What is needed:
Can you quote, word for word, the part of the listing that opens with the line containing "Each instance of the ambulance side window" and runs through the end of the listing, including both ends?

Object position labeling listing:
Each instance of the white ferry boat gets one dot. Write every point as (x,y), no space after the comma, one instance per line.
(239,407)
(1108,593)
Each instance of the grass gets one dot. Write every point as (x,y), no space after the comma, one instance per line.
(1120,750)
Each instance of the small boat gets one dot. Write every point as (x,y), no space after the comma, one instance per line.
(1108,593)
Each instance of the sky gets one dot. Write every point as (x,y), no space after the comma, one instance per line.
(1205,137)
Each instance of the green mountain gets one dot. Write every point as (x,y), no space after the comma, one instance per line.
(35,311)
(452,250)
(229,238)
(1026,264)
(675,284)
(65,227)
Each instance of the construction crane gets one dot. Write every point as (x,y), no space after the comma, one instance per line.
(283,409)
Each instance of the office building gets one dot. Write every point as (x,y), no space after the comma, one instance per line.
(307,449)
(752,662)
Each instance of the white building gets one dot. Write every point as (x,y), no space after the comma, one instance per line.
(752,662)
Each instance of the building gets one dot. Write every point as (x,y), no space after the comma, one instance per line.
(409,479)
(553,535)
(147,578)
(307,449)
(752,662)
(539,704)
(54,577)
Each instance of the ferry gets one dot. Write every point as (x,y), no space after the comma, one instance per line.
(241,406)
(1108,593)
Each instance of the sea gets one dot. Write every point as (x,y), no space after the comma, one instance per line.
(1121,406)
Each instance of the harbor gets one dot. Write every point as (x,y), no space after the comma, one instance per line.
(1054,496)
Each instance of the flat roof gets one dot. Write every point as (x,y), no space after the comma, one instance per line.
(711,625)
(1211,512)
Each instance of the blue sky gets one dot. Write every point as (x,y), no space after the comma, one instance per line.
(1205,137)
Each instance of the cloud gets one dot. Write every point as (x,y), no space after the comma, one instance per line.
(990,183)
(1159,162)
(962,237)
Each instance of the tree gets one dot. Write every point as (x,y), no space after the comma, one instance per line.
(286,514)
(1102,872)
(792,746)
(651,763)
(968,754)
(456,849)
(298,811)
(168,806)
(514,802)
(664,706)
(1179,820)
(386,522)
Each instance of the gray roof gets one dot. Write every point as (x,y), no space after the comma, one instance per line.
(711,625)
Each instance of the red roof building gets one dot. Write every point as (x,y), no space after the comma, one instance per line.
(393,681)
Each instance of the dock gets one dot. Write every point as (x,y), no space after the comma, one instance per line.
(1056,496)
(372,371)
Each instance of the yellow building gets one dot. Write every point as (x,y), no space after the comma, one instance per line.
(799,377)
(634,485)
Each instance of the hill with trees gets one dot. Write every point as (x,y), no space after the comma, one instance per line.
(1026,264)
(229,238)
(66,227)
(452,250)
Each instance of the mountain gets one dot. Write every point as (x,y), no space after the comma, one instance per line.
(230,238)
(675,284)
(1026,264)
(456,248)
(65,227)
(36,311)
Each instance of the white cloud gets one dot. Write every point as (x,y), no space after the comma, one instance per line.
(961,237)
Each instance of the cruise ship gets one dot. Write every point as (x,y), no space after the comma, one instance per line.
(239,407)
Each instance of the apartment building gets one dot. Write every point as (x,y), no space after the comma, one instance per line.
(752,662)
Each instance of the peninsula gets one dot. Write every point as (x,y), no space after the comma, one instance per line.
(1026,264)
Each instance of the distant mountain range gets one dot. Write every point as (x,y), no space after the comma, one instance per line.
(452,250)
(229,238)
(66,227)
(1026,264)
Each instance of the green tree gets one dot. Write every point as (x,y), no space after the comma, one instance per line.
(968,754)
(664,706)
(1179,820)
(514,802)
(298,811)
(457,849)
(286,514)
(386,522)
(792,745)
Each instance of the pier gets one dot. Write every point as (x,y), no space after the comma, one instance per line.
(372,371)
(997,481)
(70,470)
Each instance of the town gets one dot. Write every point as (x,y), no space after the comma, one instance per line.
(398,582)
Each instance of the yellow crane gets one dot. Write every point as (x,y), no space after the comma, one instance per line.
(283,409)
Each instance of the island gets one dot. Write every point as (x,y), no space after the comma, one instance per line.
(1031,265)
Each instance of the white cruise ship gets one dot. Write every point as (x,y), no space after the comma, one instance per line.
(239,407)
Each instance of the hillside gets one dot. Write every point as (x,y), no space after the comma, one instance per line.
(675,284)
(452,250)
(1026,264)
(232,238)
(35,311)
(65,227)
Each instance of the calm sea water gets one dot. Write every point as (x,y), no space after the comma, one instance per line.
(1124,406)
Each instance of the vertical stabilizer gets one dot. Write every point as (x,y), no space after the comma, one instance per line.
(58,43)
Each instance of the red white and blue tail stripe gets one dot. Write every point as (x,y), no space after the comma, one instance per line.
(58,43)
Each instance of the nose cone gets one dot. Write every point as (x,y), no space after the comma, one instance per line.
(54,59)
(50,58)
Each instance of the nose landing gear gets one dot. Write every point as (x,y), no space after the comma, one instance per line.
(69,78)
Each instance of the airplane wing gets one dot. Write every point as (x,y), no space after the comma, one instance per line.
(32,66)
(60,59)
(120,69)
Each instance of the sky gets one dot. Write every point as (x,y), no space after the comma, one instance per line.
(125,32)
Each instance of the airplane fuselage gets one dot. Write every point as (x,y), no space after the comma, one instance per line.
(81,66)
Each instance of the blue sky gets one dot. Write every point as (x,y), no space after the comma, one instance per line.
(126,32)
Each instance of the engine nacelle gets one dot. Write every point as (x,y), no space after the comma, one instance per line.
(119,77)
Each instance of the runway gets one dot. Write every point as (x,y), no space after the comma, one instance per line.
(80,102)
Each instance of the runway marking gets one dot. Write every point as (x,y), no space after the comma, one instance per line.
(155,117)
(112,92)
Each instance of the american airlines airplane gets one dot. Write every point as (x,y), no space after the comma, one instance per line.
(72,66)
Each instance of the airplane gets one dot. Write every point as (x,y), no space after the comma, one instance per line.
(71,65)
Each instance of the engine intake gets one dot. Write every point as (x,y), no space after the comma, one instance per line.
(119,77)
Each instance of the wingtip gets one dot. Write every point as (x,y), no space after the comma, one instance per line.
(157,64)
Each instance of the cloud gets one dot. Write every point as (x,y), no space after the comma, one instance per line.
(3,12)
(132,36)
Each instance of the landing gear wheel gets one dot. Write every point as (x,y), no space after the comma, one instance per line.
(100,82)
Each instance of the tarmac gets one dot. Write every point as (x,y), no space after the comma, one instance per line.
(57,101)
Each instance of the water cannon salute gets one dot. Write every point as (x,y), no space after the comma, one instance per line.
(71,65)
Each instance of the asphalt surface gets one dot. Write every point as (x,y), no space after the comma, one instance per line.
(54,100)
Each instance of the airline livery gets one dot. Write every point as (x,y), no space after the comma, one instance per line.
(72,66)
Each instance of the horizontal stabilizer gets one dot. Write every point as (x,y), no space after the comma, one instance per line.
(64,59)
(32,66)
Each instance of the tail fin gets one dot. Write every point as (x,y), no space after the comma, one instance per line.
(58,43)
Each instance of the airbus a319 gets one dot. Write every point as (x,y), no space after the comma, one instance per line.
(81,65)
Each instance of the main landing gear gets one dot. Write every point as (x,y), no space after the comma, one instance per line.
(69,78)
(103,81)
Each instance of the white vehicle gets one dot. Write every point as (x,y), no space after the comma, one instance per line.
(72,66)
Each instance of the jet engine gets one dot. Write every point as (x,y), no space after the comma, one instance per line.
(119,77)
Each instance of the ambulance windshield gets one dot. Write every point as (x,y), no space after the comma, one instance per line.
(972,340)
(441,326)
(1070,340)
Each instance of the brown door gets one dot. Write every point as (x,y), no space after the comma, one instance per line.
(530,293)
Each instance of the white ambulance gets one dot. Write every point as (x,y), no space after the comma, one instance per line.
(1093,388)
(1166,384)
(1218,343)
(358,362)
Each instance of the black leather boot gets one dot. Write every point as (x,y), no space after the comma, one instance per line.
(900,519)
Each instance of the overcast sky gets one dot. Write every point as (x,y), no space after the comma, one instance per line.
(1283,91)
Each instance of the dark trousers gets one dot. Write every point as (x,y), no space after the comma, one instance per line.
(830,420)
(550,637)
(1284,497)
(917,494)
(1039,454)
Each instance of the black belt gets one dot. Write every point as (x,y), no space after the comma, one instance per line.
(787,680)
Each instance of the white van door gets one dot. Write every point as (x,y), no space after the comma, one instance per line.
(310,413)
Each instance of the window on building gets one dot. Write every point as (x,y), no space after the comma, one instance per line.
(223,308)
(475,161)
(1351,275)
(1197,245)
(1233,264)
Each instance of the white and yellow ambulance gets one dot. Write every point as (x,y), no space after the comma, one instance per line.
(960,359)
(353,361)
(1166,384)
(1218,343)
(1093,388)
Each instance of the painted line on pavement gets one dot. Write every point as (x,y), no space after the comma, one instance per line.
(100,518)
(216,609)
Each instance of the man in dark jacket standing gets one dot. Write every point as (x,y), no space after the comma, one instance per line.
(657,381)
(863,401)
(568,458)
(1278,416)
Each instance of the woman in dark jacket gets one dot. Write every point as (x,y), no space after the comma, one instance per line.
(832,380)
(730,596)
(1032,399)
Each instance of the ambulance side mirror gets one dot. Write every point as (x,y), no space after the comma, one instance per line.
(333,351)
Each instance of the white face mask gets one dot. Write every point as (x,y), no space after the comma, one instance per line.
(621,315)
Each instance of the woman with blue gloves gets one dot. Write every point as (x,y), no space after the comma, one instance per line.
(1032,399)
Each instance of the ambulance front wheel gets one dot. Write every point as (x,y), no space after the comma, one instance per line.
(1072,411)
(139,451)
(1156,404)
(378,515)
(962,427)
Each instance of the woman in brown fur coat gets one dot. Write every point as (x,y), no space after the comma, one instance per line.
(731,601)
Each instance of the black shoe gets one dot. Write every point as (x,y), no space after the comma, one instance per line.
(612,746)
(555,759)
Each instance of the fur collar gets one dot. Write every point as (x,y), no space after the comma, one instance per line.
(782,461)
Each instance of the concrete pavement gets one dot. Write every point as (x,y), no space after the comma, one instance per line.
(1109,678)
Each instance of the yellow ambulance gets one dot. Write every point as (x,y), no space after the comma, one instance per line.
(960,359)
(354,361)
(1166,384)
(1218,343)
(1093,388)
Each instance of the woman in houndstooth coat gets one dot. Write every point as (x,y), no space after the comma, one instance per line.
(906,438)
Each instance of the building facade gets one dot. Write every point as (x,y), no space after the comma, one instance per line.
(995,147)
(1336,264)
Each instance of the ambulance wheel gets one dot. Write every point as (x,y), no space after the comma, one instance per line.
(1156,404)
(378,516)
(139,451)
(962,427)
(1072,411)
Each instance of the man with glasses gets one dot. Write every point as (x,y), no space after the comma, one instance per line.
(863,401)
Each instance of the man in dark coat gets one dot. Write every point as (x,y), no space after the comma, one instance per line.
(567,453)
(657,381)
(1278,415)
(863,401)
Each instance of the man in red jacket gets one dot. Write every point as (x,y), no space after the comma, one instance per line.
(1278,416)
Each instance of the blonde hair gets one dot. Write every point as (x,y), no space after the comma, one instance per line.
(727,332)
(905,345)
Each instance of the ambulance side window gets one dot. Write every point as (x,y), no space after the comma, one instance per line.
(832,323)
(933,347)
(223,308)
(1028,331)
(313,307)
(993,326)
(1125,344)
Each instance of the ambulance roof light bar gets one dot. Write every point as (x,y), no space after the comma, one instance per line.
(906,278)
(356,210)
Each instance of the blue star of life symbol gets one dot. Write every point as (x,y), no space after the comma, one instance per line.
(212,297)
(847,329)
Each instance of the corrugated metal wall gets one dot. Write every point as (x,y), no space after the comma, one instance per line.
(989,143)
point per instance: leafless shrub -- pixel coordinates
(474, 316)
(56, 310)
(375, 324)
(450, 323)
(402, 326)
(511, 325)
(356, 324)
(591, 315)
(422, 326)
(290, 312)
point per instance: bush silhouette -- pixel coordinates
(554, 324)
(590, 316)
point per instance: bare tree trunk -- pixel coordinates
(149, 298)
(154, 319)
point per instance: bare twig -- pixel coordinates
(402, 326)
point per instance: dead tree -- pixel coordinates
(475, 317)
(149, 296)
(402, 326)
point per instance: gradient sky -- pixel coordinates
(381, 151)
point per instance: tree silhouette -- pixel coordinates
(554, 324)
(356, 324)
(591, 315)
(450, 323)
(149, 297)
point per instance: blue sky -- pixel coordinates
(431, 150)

Exercise solution:
Each instance of the ambulance side window gets one dot. Write every point as (x,y), no space after the comma, one instance per line.
(832,323)
(933,347)
(223,308)
(1028,331)
(313,307)
(993,326)
(1125,344)
Each instance of the ambulance roof light bar gets one dot. Write every point as (x,y), no space after the comma, one instance per line.
(906,278)
(356,210)
Each instance of the blue star of life symbol gets one dot. Write every point as (x,y), no space after the comma, one instance per line.
(212,297)
(847,329)
Each instance of the corrugated metal wall gets one dot. Write every point as (x,y), no space after the comma, one instance per line.
(989,143)
point per instance: leafless shrub -- pixel coordinates
(474, 316)
(56, 310)
(375, 324)
(450, 323)
(402, 326)
(511, 325)
(356, 324)
(591, 315)
(422, 326)
(290, 312)
point per instance: bush silhouette -- pixel coordinates
(554, 324)
(590, 316)
point per instance: bare tree trunk -- pixel coordinates
(149, 298)
(154, 319)
point per instance: bare twig -- pixel coordinates
(402, 326)
point per instance: dead tree -- pixel coordinates
(475, 317)
(149, 296)
(402, 326)
point per instance: gradient sky -- pixel coordinates
(381, 151)
point per instance: tree silhouette -- pixel coordinates
(554, 324)
(356, 324)
(591, 315)
(450, 323)
(149, 297)
point per instance: blue sky -- pixel coordinates
(431, 150)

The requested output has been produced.